→ EXCERPT PROVIDED

# "deadly arts" on fit tv



## mrhnau (Oct 28, 2005)

I just noticed an airing of "Deadly arts" On fit-tv (fitness television). Its highlighting Muay Thai tonight. Is this a series? Will this be worth the time to watch? Anyone seen the show yet? Its on at 8pm this evening (Oct 28th) on the east coast.

MrH


----------



## Randy Strausbaugh (Oct 28, 2005)

I've seen two episodes, and they're OK. The basic setup is that the host spotlights different martial arts in the land of their birth rather than by going to the local McDojo. In the Capoeira episode she went to Brazil for instruction and in the Karate episode she went to Okinawa to study Goju-ryu. The show is as much about the places, people, and traditions as it is about the arts. Nothing in depth, but better than the usual stuff. My only problem (nit-picking on my part) is that the host pronounces the word "kata" as "cat-a". Since she's Canadian, I guess it's a French thing  .
Oh, and Okinawa really looked beautiful. I wonder why they don't promote it over here as a tourist destination (unless they figure too many tourists would spoil the place).
By the way, next Friday's episode is "Aikido".


----------



## mrhnau (Oct 28, 2005)

Randy Strausbaugh said:
			
		

> By the way, next Friday's episode is "Aikido".


 
Neat... Wish I could see the two older ones then. I've got it programmed for this evening...

MrH


----------



## Randy Strausbaugh (Oct 28, 2005)

Keep a eye out, cable's big on reruns.  I think the programs originally aired in 2003.


----------



## AdrenalineJunky (Oct 28, 2005)

I think we're avoiding the larger question here: What are you all doing watching fitness television? lol :asian: 

Thanks for the heads-up on the Muay Thai episode


----------



## arnisador (Oct 28, 2005)

We don't get the channel yet!

→ DATA EXTRACT
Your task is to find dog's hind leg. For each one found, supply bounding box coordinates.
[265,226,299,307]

→ TASKS TO PERFORM
• A. Answer these questions about the thread, one answer per line:
(i) At what time on the east coast does the Muay Thai airing start?
(ii) In which place did the host study Goju-ryu?
(iii) Which art is next Friday's episode about?
• B. Retype the part of the thread between "I think we're" and "arnisador (Oct 28, 2005)", inclusive.
• C. List the username of every person who posted in the thread, naming each person once.

→ TASK-BY-TASK SOLUTIONS
• A.
(i) 8pm
(ii) Okinawa
(iii) Aikido

• B.
I think we're avoiding the larger question here: What are you all doing watching fitness television? lol :asian: 

Thanks for the heads-up on the Muay Thai episode


----------



## arnisador (Oct 28, 2005)

• C.
mrhnau
Randy Strausbaugh
AdrenalineJunky
arnisador